| EXERCISE TASK |
Copy the records below word for word.

| INPUT RECORDS |
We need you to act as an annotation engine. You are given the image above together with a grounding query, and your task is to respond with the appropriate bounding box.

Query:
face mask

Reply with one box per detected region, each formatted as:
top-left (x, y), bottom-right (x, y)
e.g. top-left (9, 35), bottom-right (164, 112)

| SOLUTION TO THIS PROBLEM |
We need you to act as an annotation engine. You are given the image above together with a grounding query, and your task is to respond with the appropriate bounding box.

Query:
face mask

Reply with one box per detected region, each formatted as:
top-left (x, y), bottom-right (x, y)
e.g. top-left (9, 35), bottom-right (164, 112)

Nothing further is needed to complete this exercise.